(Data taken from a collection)

***

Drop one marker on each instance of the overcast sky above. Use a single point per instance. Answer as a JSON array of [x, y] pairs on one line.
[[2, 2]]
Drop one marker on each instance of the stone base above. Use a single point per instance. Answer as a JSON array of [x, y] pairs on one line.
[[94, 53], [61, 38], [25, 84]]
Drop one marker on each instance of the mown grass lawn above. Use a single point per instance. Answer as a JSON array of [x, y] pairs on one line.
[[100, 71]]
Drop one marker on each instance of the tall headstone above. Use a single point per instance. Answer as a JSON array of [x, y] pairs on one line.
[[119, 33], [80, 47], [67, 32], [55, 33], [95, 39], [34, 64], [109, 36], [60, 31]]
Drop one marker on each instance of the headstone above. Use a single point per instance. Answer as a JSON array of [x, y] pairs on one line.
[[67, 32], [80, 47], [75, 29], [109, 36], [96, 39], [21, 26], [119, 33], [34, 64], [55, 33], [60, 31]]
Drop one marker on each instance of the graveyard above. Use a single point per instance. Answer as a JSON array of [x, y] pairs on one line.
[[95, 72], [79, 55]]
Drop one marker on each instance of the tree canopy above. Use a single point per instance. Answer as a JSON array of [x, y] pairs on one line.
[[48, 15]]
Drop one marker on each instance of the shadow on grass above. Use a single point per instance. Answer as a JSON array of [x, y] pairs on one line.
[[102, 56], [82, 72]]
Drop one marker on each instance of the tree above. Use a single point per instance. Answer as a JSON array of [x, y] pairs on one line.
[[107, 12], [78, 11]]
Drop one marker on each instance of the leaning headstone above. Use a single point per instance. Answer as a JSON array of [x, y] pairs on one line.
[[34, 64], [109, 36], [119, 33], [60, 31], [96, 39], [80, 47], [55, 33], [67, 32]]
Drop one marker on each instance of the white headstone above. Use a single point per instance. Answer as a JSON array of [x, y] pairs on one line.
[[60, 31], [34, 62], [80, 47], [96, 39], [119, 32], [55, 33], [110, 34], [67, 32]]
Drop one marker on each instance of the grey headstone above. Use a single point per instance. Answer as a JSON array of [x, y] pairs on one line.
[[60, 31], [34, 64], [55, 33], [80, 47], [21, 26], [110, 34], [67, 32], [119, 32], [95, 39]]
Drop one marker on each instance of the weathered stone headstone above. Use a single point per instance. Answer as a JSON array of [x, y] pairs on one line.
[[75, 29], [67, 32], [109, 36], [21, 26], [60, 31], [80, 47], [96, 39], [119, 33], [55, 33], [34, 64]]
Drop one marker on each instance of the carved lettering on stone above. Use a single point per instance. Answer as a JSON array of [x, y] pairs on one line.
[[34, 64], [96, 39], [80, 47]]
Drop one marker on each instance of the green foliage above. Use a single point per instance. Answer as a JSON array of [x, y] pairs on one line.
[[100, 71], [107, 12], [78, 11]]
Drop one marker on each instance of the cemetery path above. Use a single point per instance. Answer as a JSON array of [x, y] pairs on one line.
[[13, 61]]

***

* _What you need to do_
Turn the whole listing above into a numbered list, leaving out any blank lines.

* _Exercise response_
1. Drop one marker on each instance of the overcast sky above. Use a single point per instance. Answer as a JSON array of [x, y] pairs on one line.
2. [[2, 2]]
3. Drop one marker on each instance of the stone base above. Use a single point per instance. Answer as a JSON array of [x, y] pairs on one line.
4. [[94, 53], [61, 38], [25, 84]]
5. Drop one marker on each instance of the mown grass lawn above. Use a single point per instance. Answer as a JSON array of [x, y] pairs on one line.
6. [[100, 71]]
7. Drop one marker on each instance of the tall headstone above. Use a single point per instance. Answer as a JSON array of [x, y] pairs on one line.
8. [[119, 33], [80, 47], [67, 32], [55, 33], [95, 39], [34, 64], [109, 36], [60, 31]]
9. Drop one marker on each instance of the headstone above. Use a single point per instance. Answer as a JSON array of [x, y] pairs on one line.
10. [[67, 32], [80, 47], [75, 29], [109, 36], [96, 39], [21, 26], [119, 33], [34, 64], [55, 33], [60, 31]]
11. Drop one marker on each instance of the graveyard above. Use a single point per instance. Answer as a JSON array of [x, y] pairs on one line.
12. [[95, 72], [79, 55]]
13. Drop one marker on each instance of the tree canopy above. Use a single point per instance. Answer as a JSON array of [x, y] pairs on one line.
14. [[48, 15]]
15. Drop one marker on each instance of the shadow on grass above. Use a single point per instance. Answer as a JSON array of [x, y] pairs on one line.
16. [[102, 56], [82, 72]]
17. Drop one marker on each instance of the tree above. Use a single point per instance. Answer as a JSON array of [x, y] pairs on one line.
18. [[107, 12], [78, 11]]
19. Drop one marker on each instance of the leaning headstone above. Use a single point per instance. Answer as a JSON array of [x, y] pairs on one line.
20. [[34, 64], [109, 36], [119, 33], [60, 31], [96, 39], [80, 47], [55, 33], [67, 32]]
21. Drop one marker on each instance of the white headstone above. Use a single point per instance. Answer as a JSON array of [x, y] pairs on one line.
22. [[60, 31], [34, 62], [80, 47], [96, 39], [119, 32], [55, 33], [110, 34], [67, 32]]
23. Drop one marker on each instance of the grey headstone above. Use a single point per instance. Answer as a JSON array of [x, y] pairs on one line.
24. [[60, 31], [34, 64], [55, 33], [80, 47], [21, 26], [110, 34], [67, 32], [119, 32], [95, 39]]
25. Drop one marker on each instance of the weathered stone headstone above. Use a single point per instance. Answer as a JSON array of [x, y] pairs on one line.
26. [[75, 29], [67, 32], [109, 36], [21, 26], [60, 31], [80, 47], [96, 39], [119, 33], [55, 33], [34, 64]]
27. Drop one marker on each instance of the carved lettering on stone above. Use a single point per instance. Answer as a JSON array of [x, y] pairs on one line.
28. [[34, 64], [96, 39], [80, 47]]
29. Drop one marker on each instance of the green foliage above. Use a single point per instance. Answer as a JSON array of [x, y] pairs on one line.
30. [[100, 71], [107, 12], [78, 11]]
31. Drop one marker on each instance of the cemetery path above. Use a single point per instance. Answer as a JSON array of [x, y] pairs on one line.
32. [[13, 61]]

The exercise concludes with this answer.